**Task to complete**
Copy out the forum post about backpacking in Australia in full, word for word.
═════ Passage provided ═════
And that brings up something else you ought to consider as a possibility of a break and so much cheaper - Asia - and seeing as most cheap flights will be via there why not a month or so there to experience a different culture on as low as 10 pound a day and really living it up for 20-30.
Airasia fly to GC, Melbourne and Perth, but you can get cheap flights between GC or Brisbane to Sydney.

.UKP4000+ is a good starter, far more than what a lot do it on and I wouldn't bother trying to book too much ahead bar accommodation for first few days, maybe a week and between Xmas and NY if you head for Sydney or any other hot spots on east coast which a lot of backpackers from england and elsewhere do each year.
Start getting that sorted in June-August, the earlier the better for everyone wants to head for Sydney for NYE.
YHA have a new hostel right down by harbour with some rooftop harbour views, it not opening until about November and bookings for dates from 18 December open today, probably nearly fully booked even at $42/6 bed dorm or I think they have a special on for the Xmas -NYE period, likely dearer, but whatever it is, it'll be dirt cheap compared to what you would pay elsewhere for a rooftop fireworks view NYE.

I'd save my money rather than book with Oz Intro for really all they offer is bugger all when you can book things so easily online, open a bank account online before you get here and have money transferred into your account when still back home, easy enough to apply for a tax file number as soon as you're here.
Plane lands, you go through immigration and customs [make sure you declare anything, and even good to have something to declare for the line with declarations is often shorter and quicker], you get some Aussie cash from an ATM out of your UK bank account which you can leave open and with some money in it for Asia and as back-up if you like.

Get a sticker put in your passport re having a WHV [there's an immigration desk at Sydney Airport ] or if flying into another city, you'll have to go to an immi office in town.

There's easy enough transport by train/bus/shuttle systems, the latter being a little cheaper and will take you right to your hostel you've chosen and it could be that the enemy mob will have a waiting list and they do have a minimum booking period of 4 weeks unless it has changed so you could see about booking with them earlier and if something was available about the time you're arriving you may want to take it, even if it means paying for from a few days in advance.
═════ Material provided ═════
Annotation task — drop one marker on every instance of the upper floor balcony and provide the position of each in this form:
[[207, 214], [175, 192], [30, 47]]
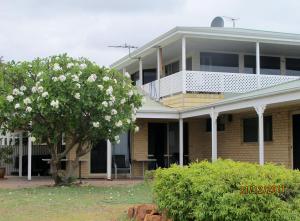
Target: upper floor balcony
[[208, 60]]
═════
**Exercise solution**
And that brings up something else you ought to consider as a possibility of a break and so much cheaper - Asia - and seeing as most cheap flights will be via there why not a month or so there to experience a different culture on as low as 10 pound a day and really living it up for 20-30.
Airasia fly to GC, Melbourne and Perth, but you can get cheap flights between GC or Brisbane to Sydney.

.UKP4000+ is a good starter, far more than what a lot do it on and I wouldn't bother trying to book too much ahead bar accommodation for first few days, maybe a week and between Xmas and NY if you head for Sydney or any other hot spots on east coast which a lot of backpackers from england and elsewhere do each year.
Start getting that sorted in June-August, the earlier the better for everyone wants to head for Sydney for NYE.
YHA have a new hostel right down by harbour with some rooftop harbour views, it not opening until about November and bookings for dates from 18 December open today, probably nearly fully booked even at $42/6 bed dorm or I think they have a special on for the Xmas -NYE period, likely dearer, but whatever it is, it'll be dirt cheap compared to what you would pay elsewhere for a rooftop fireworks view NYE.

I'd save my money rather than book with Oz Intro for really all they offer is bugger all when you can book things so easily online, open a bank account online before you get here and have money transferred into your account when still back home, easy enough to apply for a tax file number as soon as you're here.
Plane lands, you go through immigration and customs [make sure you declare anything, and even good to have something to declare for the line with declarations is often shorter and quicker], you get some Aussie cash from an ATM out of your UK bank account which you can leave open and with some money in it for Asia and as back-up if you like.

Get a sticker put in your passport re having a WHV [there's an immigration desk at Sydney Airport ] or if flying into another city, you'll have to go to an immi office in town.

There's easy enough transport by train/bus/shuttle systems, the latter being a little cheaper and will take you right to your hostel you've chosen and it could be that the enemy mob will have a waiting list and they do have a minimum booking period of 4 weeks unless it has changed so you could see about booking with them earlier and if something was available about the time you're arriving you may want to take it, even if it means paying for from a few days in advance.